**Work to do:**
**a.** Summarize the passage on Victory Day memory in Russia in two sentences.
**b.** Please reproduce the part of the passage on Victory Day memory in Russia starting with "Last year, when" and going on through "defend the motherland.".

**Document extract:**
########

The memory of Victory Day in Russia is not only a source of the basic values (patriotism, respect for the older generation, distinguishing between good and evil) that define the national identity, but also influences to a large extent the Russian people's view of the wider world. It is no exaggeration to say that books, films and TV programs about the Second World War serve as reference points for many Russians in their understanding of modern politics and international relations.

Last year, when fighting broke out in eastern Ukraine, the events were perceived in Russia (with a helping hand from state television) along lines familiar to all Russians since primary school: fascists attacking peaceful Donbas, a popular resistance, tanks from the Great Patriotic War removed from their pedestals, reconditioned and sent to defend the motherland.

There was no need for propagandists to come up with images of their own and implant them into the uncluttered national consciousness, since that consciousness already contained everything required and simply needed to be adapted to the realities of the 21st century.

Russian politicians actively exploit both the memory of World War II and the "Cult of Victory" phenomenon, but it should be remembered that they themselves often view the world through the prism of this terrible national tragedy and the subsequent triumph. The chronic lack of great achievements in Russia's recent history imparts added significance to the Great Patriotic War and prevents it from becoming a mere chapter in the history books.

########

(Records from a dataset)
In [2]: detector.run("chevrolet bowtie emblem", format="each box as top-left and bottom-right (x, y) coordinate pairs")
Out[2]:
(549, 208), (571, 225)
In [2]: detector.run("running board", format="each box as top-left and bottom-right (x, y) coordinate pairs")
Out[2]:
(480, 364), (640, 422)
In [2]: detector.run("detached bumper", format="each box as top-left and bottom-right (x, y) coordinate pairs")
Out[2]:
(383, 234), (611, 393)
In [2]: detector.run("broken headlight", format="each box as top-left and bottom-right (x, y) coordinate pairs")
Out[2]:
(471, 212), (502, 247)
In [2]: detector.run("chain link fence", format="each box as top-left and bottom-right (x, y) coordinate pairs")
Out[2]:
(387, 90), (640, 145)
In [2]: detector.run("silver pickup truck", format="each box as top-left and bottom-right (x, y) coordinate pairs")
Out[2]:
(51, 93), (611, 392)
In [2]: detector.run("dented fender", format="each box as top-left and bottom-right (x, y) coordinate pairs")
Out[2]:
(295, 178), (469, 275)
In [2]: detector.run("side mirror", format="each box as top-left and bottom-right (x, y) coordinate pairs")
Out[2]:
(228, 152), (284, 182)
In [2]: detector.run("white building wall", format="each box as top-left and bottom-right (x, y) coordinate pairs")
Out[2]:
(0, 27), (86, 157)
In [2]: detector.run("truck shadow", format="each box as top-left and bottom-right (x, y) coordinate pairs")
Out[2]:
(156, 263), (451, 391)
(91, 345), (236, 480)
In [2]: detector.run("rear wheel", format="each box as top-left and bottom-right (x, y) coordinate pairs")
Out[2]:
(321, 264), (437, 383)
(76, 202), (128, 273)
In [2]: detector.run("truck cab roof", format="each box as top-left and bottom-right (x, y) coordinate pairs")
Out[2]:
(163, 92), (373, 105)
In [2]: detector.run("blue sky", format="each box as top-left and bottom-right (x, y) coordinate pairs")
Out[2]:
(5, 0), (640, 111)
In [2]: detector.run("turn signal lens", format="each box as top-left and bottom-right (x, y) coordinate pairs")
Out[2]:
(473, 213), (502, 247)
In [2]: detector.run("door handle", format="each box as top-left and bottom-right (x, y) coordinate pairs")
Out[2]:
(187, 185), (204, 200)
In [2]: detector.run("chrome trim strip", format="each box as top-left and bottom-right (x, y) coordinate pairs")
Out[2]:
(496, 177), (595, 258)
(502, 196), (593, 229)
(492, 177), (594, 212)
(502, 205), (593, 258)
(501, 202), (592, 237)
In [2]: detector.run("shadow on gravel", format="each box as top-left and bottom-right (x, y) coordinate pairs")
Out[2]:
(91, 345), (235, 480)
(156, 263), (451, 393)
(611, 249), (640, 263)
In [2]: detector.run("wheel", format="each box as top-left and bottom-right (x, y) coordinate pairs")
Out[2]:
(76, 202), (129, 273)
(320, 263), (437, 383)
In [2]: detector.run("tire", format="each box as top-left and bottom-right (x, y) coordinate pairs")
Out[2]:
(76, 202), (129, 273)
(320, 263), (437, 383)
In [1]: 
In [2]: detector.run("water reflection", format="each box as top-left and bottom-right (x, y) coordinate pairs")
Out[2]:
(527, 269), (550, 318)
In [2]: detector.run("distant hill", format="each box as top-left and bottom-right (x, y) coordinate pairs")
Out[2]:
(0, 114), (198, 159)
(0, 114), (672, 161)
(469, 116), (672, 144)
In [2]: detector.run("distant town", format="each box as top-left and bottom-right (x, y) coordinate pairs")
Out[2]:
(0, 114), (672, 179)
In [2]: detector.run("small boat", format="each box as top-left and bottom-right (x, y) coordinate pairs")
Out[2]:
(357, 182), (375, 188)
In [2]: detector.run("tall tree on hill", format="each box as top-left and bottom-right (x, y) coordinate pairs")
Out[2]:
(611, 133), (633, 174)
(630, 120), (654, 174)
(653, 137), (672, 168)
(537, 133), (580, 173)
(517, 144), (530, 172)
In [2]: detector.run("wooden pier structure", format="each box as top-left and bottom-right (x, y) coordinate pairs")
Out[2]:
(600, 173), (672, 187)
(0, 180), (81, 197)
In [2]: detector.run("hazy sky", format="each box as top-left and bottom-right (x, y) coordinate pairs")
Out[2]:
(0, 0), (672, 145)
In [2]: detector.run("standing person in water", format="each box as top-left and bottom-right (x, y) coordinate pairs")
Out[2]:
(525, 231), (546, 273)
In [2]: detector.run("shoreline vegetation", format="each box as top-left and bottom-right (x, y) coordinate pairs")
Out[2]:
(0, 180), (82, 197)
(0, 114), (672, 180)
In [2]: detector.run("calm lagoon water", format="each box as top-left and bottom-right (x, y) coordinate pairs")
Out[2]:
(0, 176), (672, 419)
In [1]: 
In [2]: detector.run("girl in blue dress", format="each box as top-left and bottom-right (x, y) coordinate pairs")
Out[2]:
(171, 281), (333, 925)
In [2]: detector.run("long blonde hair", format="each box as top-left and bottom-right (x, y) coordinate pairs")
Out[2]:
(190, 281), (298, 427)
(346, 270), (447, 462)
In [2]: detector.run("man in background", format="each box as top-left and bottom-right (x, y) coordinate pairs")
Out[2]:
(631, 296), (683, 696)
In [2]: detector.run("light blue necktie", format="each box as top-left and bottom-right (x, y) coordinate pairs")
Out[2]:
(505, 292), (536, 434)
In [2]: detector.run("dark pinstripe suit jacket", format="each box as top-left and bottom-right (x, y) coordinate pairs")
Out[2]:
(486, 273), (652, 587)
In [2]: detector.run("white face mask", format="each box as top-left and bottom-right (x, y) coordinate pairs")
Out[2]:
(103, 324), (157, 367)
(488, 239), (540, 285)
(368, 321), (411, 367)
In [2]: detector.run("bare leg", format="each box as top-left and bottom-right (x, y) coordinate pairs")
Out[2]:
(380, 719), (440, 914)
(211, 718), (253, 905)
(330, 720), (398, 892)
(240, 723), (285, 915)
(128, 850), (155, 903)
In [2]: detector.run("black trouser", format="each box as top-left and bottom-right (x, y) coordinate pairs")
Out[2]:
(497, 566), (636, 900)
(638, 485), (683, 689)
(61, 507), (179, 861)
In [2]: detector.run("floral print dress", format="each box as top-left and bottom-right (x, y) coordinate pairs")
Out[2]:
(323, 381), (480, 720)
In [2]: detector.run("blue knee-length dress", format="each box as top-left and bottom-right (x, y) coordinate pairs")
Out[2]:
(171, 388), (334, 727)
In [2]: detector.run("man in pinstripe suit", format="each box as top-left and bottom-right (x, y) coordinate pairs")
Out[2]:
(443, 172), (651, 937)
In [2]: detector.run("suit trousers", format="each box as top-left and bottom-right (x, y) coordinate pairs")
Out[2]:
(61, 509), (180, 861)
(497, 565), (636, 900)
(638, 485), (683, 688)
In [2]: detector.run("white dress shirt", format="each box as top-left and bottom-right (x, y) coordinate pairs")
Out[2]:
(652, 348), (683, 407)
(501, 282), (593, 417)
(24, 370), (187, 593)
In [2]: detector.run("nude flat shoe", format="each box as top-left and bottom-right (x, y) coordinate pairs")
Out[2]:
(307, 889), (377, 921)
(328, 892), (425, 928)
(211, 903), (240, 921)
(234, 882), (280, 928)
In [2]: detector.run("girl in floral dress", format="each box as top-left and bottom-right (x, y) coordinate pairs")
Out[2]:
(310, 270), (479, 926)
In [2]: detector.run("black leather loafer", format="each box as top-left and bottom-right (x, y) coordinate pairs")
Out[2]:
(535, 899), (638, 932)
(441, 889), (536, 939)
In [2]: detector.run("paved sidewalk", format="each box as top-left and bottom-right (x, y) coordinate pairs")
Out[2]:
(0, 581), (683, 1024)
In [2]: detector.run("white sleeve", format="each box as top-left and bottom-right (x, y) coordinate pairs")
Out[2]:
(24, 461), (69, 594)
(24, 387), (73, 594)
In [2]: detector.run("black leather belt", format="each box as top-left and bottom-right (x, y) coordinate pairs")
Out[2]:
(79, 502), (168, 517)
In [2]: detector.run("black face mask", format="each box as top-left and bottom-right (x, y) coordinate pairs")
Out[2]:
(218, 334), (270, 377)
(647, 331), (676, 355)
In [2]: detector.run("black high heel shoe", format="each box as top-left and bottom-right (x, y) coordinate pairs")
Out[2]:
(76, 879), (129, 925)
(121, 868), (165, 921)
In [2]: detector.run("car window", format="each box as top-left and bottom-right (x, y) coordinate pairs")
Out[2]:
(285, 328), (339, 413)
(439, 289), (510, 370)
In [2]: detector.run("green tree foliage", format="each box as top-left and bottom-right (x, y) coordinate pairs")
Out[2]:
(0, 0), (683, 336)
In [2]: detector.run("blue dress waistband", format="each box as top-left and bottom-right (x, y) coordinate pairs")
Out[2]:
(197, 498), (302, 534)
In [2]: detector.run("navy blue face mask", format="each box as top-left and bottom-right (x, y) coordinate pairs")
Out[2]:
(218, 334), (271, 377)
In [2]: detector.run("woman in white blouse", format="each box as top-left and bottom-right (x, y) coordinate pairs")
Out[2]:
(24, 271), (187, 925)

########

**Outputs:**
**a.** The memory of Victory Day gives Russians basic values that define their national identity and shapes how they see the wider world, with books, films and TV programs about World War II serving as reference points for modern politics. When fighting broke out in eastern Ukraine, Russians perceived it, with help from state television, in familiar wartime terms, and politicians both exploit the war's memory and view the world through it, a significance heightened by the lack of great achievements in recent history.

**b.**
Last year, when fighting broke out in eastern Ukraine, the events were perceived in Russia (with a helping hand from state television) along lines familiar to all Russians since primary school: fascists attacking peaceful Donbas, a popular resistance, tanks from the Great Patriotic War removed from their pedestals, reconditioned and sent to defend the motherland.